Pagina ::
━━━━━━━━

Chiara Bettazzi         Chiara Bettazzi, Polaroid 2008


Emanuele Becheri - I primi lavori che ho visto nel tuo studio in via Genova risalgono al 2008, alcune polaroid ritraevano oggetti quotidiani  che avevi  trasformato in sculture attraverso uno strato di gesso bianco, le immagini apparivano come fantasmi su fondali scuri, incerti, macchiati dal tempo, vibranti.... mi pare questo a tutt'oggi uno dei primi tentativi di sviluppare quella che sarebbe diventata una delle cifre essenziali della tua poetica, ovvero il desiderio di immaginare ipotetici inventari, archivi, memorie distratte dalla cronologia di  tutto quello che nel tempo hai sempre accumulato in un'inesausta curiosità per tutto ciò che momentaneamente rimaneva 'abbandonato', 'marginale' e 'screditato' sul nostro territorio.. Questo mal-d'archivio, questa compulsione a far immaginare oggetti attraverso la fotografia o quest' ipotesi classificatoria data da un impulso spontaneo mi pare rappresenti una costante nel tuo percorso fino ad oggi sebbene in questi ultimi anni alla poetica dell'oggetto hai aggiunto, allargandoti, il territorio stesso come oggetto poetico...

Chiara Bettazzi - Era il 2005 quando cercavo un luogo dove lavorare, uno spazio che avesse il  sapore della città industriale vissuta nell'infanzia, dove un giorno, giocando nei pressi della filatura di mio padre, rimasi impressionata da una delle fabbriche più grandi di Prato degli anni '50, La Romita, fabbrica oggi demolita e sostituita da nuovi tremendi alveari più simili a delle carceri che a delle abitazioni. Così decisa ad avere uno spazio ampio e con quel carattere specifico che non ritrovavo in nessun altro tipo di architettura pratese arrivai nella corte industriale dell’Ex Lanificio Bini….
Il lavoro di cui parli (Polaroid 2008) è il primissimo intervento che rappresenta l’unione dei due aspetti fondamentali del mio operare, che da sempre mi caratterizzano e che sono strettamente connessi al concetto di abbandono, sia in relazione ai luoghi industriali come anche nei riguardi degli oggetti di uso quotidiano. Quegli oggetti usati e stratificati dal tempo furono ricoperti e fissati attraverso l’uso del gesso e appoggiati all’interno di uno dei fondi industriali accanto al mio studio, dove fino a quell’anno la filatura Guarducci aveva ancora i macchinari e produceva filato. In quei giorni alcuni oggetti di uso quotidiano che si trovavano all’interno mi vennero regalati da un operaio che lavorava nella fabbrica. Lo spazio Ex Guarducci, rimaneva nel 2008 abbandonato e manteneva quella struttura e quell’odore originale, come gran parte degli spazi che si trovavano all’interno della corte. L’operaio mi diede le chiavi per po’ di giorni e iniziai a scattare fotografie ai miei oggetti scultorei; nacque così non solo la serie delle Polaroid, ma anche il primo evento realizzato all’interno della corte industriale, in cui avevo il mio studio e che sarebbe poi divenuta, come viene chiamata oggi “la Corte di Via Genova”.

━━━━━━━━

Contenuto del dataset ::
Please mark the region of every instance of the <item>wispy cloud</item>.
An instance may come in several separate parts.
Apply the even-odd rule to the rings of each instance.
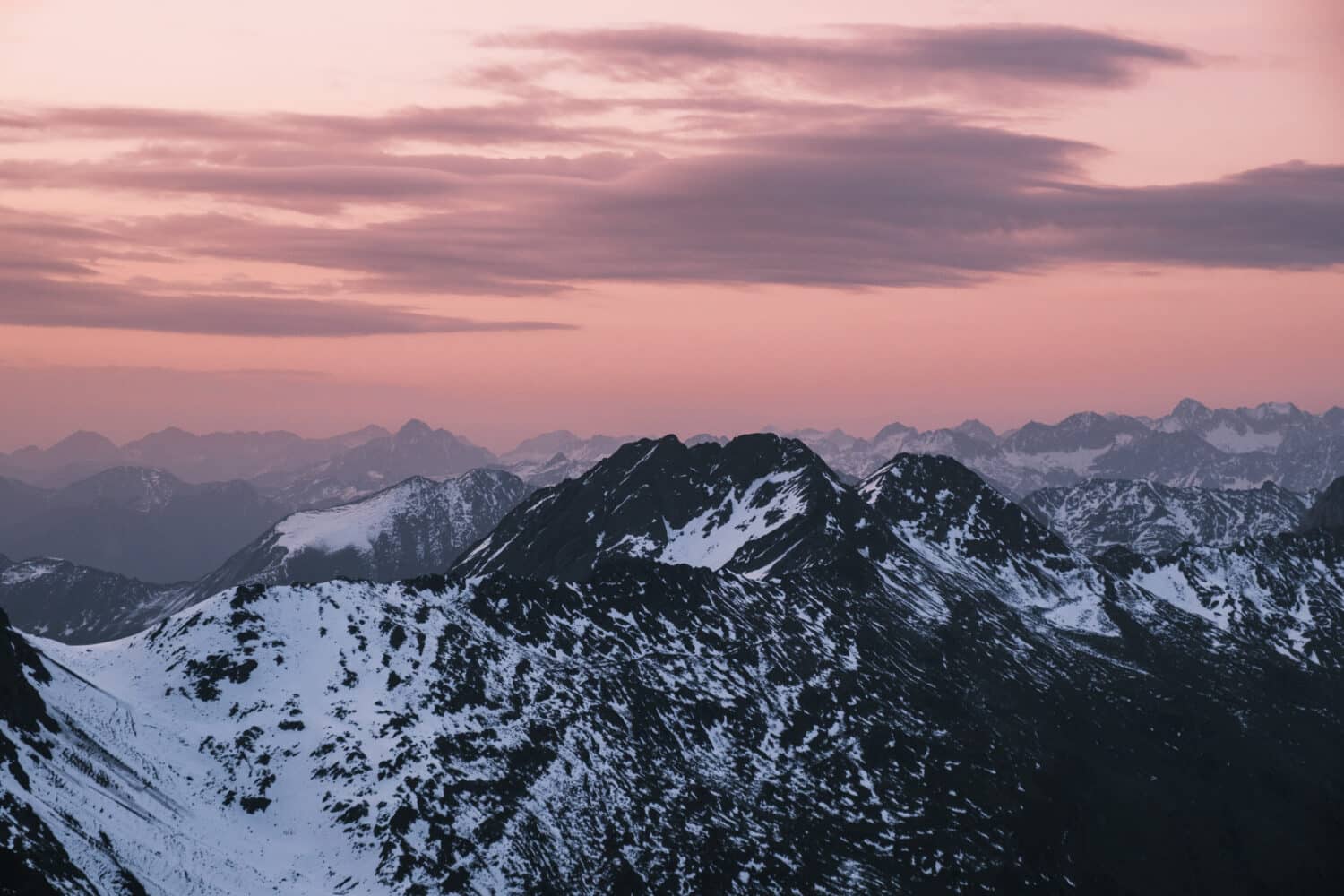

━━━━━━━━

Cosa si chiede ::
(A) Secondo l'intervista sulle Polaroid 2008, in quale luogo arrivò Chiara Bettazzi cercando uno spazio ampio in cui lavorare?
(B) Copia dall'intervista il passo che si apre con le parole contenenti "Chiara Bettazzi - Era" e si chiude con "dell’Ex Lanificio Bini….".

Risposte ::
(A) Nella corte industriale dell'Ex Lanificio Bini.

(B)
Chiara Bettazzi - Era il 2005 quando cercavo un luogo dove lavorare, uno spazio che avesse il  sapore della città industriale vissuta nell'infanzia, dove un giorno, giocando nei pressi della filatura di mio padre, rimasi impressionata da una delle fabbriche più grandi di Prato degli anni '50, La Romita, fabbrica oggi demolita e sostituita da nuovi tremendi alveari più simili a delle carceri che a delle abitazioni. Così decisa ad avere uno spazio ampio e con quel carattere specifico che non ritrovavo in nessun altro tipo di architettura pratese arrivai nella corte industriale dell’Ex Lanificio Bini….